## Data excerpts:
───

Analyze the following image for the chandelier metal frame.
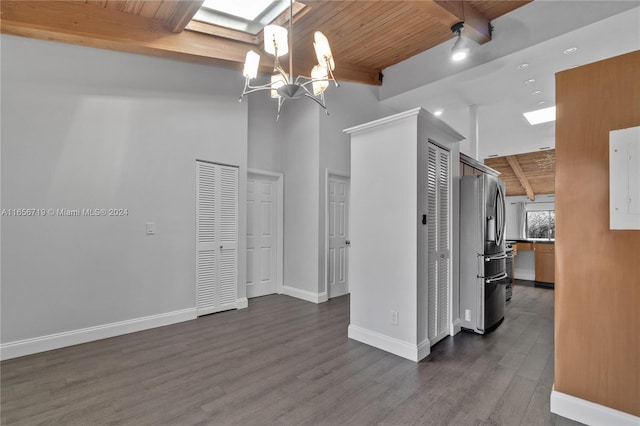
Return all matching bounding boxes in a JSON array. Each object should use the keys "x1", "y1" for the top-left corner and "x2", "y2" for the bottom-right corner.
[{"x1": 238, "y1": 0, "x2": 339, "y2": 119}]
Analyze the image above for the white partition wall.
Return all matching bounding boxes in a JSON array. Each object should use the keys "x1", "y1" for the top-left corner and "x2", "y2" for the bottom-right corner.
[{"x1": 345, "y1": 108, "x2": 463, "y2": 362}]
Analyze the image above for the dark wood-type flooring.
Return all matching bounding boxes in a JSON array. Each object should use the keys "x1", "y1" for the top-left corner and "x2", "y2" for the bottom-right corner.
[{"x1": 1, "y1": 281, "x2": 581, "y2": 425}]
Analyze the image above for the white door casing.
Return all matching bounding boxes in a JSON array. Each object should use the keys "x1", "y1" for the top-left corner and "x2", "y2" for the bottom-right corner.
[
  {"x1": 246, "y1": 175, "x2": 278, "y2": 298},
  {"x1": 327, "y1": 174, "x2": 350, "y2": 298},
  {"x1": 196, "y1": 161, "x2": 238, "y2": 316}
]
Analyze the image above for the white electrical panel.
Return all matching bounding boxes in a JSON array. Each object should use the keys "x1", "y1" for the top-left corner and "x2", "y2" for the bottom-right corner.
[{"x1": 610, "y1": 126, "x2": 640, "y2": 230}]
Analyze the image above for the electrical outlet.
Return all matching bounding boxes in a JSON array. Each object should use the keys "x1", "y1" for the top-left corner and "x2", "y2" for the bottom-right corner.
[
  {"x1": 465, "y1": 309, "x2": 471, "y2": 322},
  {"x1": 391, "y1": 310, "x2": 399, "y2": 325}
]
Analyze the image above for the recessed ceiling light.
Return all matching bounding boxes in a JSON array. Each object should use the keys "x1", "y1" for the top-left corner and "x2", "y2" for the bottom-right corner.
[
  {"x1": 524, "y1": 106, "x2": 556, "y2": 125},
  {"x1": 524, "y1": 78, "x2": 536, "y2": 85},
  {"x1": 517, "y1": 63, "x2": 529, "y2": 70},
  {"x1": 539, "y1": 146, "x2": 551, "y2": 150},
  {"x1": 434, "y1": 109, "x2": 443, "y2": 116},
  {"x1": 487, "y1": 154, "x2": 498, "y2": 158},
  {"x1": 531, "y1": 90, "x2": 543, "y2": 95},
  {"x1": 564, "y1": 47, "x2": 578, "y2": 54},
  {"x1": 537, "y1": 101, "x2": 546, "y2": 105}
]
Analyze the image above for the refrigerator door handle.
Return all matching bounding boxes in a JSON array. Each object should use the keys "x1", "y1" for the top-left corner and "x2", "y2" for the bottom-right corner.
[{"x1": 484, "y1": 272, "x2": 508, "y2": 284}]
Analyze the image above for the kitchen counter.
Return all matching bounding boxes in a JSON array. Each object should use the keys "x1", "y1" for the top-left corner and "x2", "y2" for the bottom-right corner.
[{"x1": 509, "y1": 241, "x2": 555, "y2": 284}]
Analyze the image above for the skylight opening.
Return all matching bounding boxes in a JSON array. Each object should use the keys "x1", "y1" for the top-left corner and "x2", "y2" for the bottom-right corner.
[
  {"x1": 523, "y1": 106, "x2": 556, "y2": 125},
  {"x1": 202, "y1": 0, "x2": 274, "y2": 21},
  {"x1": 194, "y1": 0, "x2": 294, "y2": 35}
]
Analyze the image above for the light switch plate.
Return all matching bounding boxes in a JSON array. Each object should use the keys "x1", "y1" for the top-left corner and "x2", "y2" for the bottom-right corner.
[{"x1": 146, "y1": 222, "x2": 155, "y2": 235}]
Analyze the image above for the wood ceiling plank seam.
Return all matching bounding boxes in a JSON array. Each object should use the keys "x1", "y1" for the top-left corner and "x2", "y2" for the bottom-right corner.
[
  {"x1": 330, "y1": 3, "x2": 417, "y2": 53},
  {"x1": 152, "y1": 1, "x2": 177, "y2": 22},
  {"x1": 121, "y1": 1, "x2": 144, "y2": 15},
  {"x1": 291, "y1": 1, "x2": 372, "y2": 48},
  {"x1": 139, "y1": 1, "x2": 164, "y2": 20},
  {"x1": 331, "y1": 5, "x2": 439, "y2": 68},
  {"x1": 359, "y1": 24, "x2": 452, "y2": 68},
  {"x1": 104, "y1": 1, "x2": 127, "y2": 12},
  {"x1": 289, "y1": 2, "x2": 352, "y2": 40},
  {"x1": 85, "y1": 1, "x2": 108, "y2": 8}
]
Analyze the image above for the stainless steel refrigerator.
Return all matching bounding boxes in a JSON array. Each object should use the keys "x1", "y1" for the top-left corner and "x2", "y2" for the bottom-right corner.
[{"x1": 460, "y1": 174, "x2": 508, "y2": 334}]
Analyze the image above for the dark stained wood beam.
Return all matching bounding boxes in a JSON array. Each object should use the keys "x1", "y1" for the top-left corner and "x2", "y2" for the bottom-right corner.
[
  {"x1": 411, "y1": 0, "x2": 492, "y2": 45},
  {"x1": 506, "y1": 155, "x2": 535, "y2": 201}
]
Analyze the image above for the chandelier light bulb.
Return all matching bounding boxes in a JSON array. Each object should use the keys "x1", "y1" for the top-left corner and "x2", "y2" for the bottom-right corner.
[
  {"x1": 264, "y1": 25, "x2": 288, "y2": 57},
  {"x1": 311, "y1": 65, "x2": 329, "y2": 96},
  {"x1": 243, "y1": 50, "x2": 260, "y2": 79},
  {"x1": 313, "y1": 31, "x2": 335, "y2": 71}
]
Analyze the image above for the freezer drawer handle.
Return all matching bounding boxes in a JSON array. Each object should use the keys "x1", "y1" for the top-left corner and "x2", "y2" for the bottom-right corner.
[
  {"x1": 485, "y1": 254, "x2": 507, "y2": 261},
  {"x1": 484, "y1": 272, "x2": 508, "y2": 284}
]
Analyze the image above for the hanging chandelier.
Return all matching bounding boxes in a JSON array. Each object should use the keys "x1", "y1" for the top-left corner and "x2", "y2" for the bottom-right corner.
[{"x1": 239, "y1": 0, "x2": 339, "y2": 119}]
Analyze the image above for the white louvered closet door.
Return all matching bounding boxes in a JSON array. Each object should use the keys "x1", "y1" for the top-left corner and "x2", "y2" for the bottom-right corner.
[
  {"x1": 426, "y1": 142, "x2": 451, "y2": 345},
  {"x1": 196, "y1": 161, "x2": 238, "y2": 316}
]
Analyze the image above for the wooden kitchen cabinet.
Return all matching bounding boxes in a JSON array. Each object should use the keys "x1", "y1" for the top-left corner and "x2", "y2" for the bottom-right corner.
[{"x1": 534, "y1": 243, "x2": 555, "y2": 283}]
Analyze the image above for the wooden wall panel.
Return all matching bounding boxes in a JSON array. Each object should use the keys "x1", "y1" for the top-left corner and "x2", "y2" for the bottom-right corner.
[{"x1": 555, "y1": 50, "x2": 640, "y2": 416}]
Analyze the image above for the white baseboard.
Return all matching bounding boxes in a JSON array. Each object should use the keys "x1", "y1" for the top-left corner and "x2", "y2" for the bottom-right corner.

───

Reproduce every record above exactly, but leave out the pictures.

## WRITTEN REPLY:
Analyze the following image for the chandelier metal frame.
Return all matching bounding boxes in a JSON array. Each object should use the keys "x1", "y1" for the top-left corner and "x2", "y2" for the bottom-right corner.
[{"x1": 238, "y1": 0, "x2": 339, "y2": 119}]
Analyze the image above for the white partition wall.
Return all matching bounding boxes in a JSON array. Each object should use the keys "x1", "y1" for the top-left corner and "x2", "y2" for the bottom-right corner.
[{"x1": 345, "y1": 108, "x2": 463, "y2": 362}]
Analyze the image above for the dark wood-type flooring.
Return all matching bounding boxes in a JSON array. Each object should use the keys "x1", "y1" for the top-left corner and "x2", "y2" for the bottom-right corner.
[{"x1": 1, "y1": 281, "x2": 581, "y2": 425}]
Analyze the image above for the white door casing.
Return all matching bounding boxes in a JSON array. Each object should use the keys "x1", "y1" for the top-left corner and "x2", "y2" for the bottom-right corner.
[
  {"x1": 246, "y1": 175, "x2": 278, "y2": 298},
  {"x1": 327, "y1": 174, "x2": 350, "y2": 298},
  {"x1": 196, "y1": 161, "x2": 238, "y2": 316}
]
Analyze the image above for the white electrical panel.
Return all matching bounding boxes in a JSON array. Each object should use the keys "x1", "y1" for the top-left corner and "x2", "y2" for the bottom-right corner.
[{"x1": 610, "y1": 126, "x2": 640, "y2": 230}]
Analyze the image above for the electrical outlet.
Return all matching bounding boxes in a JSON array. Each object should use the keys "x1", "y1" for the top-left corner and "x2", "y2" for the bottom-right corner.
[
  {"x1": 465, "y1": 309, "x2": 471, "y2": 322},
  {"x1": 391, "y1": 310, "x2": 399, "y2": 325}
]
Analyze the image above for the recessed ceiling light.
Return all matching bounding boxes in a JSON array. Each object should use the keys "x1", "y1" for the top-left corner and "x2", "y2" for the bottom-right corner.
[
  {"x1": 524, "y1": 106, "x2": 556, "y2": 125},
  {"x1": 524, "y1": 78, "x2": 536, "y2": 85},
  {"x1": 517, "y1": 63, "x2": 529, "y2": 70},
  {"x1": 539, "y1": 146, "x2": 551, "y2": 150},
  {"x1": 434, "y1": 109, "x2": 443, "y2": 116},
  {"x1": 487, "y1": 154, "x2": 498, "y2": 158},
  {"x1": 531, "y1": 90, "x2": 543, "y2": 95},
  {"x1": 564, "y1": 47, "x2": 578, "y2": 54},
  {"x1": 537, "y1": 101, "x2": 546, "y2": 105}
]
Analyze the image above for the refrigerator door handle.
Return all matching bounding boxes in a JSON array. Each object should use the keys "x1", "y1" for the top-left corner and "x2", "y2" for the bottom-right corner.
[{"x1": 484, "y1": 272, "x2": 508, "y2": 284}]
Analyze the image above for the kitchen counter.
Return all matching bounding boxes in a JSON array. Each object should use the keys "x1", "y1" for the top-left corner and "x2", "y2" for the bottom-right corner.
[{"x1": 509, "y1": 241, "x2": 555, "y2": 284}]
Analyze the image above for the skylight opening.
Return all matching bounding boxes in a JSON array. Each object should use the keys "x1", "y1" for the top-left corner and "x2", "y2" for the bottom-right corner.
[
  {"x1": 523, "y1": 106, "x2": 556, "y2": 125},
  {"x1": 202, "y1": 0, "x2": 274, "y2": 21},
  {"x1": 194, "y1": 0, "x2": 294, "y2": 35}
]
Analyze the image above for the light switch plate.
Return all matching bounding boxes in a JSON array. Each object should use the keys "x1", "y1" for the top-left corner and "x2", "y2" for the bottom-right corner.
[{"x1": 146, "y1": 222, "x2": 155, "y2": 235}]
Analyze the image above for the wood ceiling plank seam.
Return all matching bounding boxes in a JSON array. Each object should use the keys "x1", "y1" for the top-left corner and "x2", "y2" for the bottom-right corner.
[
  {"x1": 330, "y1": 3, "x2": 417, "y2": 53},
  {"x1": 152, "y1": 1, "x2": 177, "y2": 22},
  {"x1": 121, "y1": 1, "x2": 144, "y2": 15},
  {"x1": 291, "y1": 1, "x2": 372, "y2": 48},
  {"x1": 139, "y1": 1, "x2": 164, "y2": 20},
  {"x1": 331, "y1": 5, "x2": 439, "y2": 68},
  {"x1": 359, "y1": 24, "x2": 452, "y2": 68},
  {"x1": 104, "y1": 1, "x2": 127, "y2": 12},
  {"x1": 289, "y1": 2, "x2": 352, "y2": 40},
  {"x1": 85, "y1": 1, "x2": 108, "y2": 8}
]
Analyze the image above for the stainless steel refrigerator.
Return all matching bounding boxes in a JSON array. Each object should use the keys "x1", "y1" for the top-left corner and "x2", "y2" for the bottom-right corner.
[{"x1": 460, "y1": 174, "x2": 508, "y2": 334}]
Analyze the image above for the dark stained wood beam.
Return all matching bounding boxes in a JSON array. Each object should use the keys "x1", "y1" for the top-left corner and "x2", "y2" for the bottom-right corner.
[
  {"x1": 411, "y1": 0, "x2": 492, "y2": 45},
  {"x1": 506, "y1": 155, "x2": 535, "y2": 201}
]
Analyze the image above for the chandelier light bulb.
Return all matching bounding boxes in a JSON array. Each object should use the keys "x1", "y1" for the top-left corner and "x2", "y2" for the bottom-right corner.
[
  {"x1": 264, "y1": 25, "x2": 288, "y2": 57},
  {"x1": 311, "y1": 65, "x2": 329, "y2": 96},
  {"x1": 243, "y1": 50, "x2": 260, "y2": 79},
  {"x1": 313, "y1": 31, "x2": 335, "y2": 71}
]
Analyze the image above for the freezer drawer handle.
Return all matching bounding boxes in a JSON array. Each object should use the keys "x1", "y1" for the top-left corner and "x2", "y2" for the bottom-right corner.
[
  {"x1": 485, "y1": 254, "x2": 507, "y2": 261},
  {"x1": 484, "y1": 272, "x2": 508, "y2": 284}
]
Analyze the image above for the hanging chandelier.
Return all matching bounding boxes in a JSON array. Each object should use the keys "x1", "y1" for the top-left corner and "x2", "y2" for the bottom-right corner.
[{"x1": 239, "y1": 0, "x2": 339, "y2": 119}]
Analyze the image above for the white louvered closet door.
Return all matching bounding boxes in a JSON array. Each object should use the keys "x1", "y1" for the top-left corner and "x2", "y2" for the bottom-right corner.
[
  {"x1": 426, "y1": 142, "x2": 451, "y2": 345},
  {"x1": 196, "y1": 161, "x2": 238, "y2": 316}
]
Analyze the image above for the wooden kitchen cabinet.
Return all matching bounding boxes in a JSON array. Each object should use the keys "x1", "y1" for the top-left corner and "x2", "y2" for the bottom-right corner.
[{"x1": 534, "y1": 243, "x2": 555, "y2": 283}]
Analyze the image above for the wooden wall panel.
Return all matching bounding boxes in a JSON array. Each object should use the keys "x1", "y1" for the top-left corner and "x2", "y2" for the bottom-right corner.
[{"x1": 555, "y1": 50, "x2": 640, "y2": 416}]
Analyze the image above for the white baseboard.
Return all matching bounding boxes in a JSON array. Each object should use the keys "x1", "y1" for the top-left corner and "x2", "y2" for the bottom-right corner.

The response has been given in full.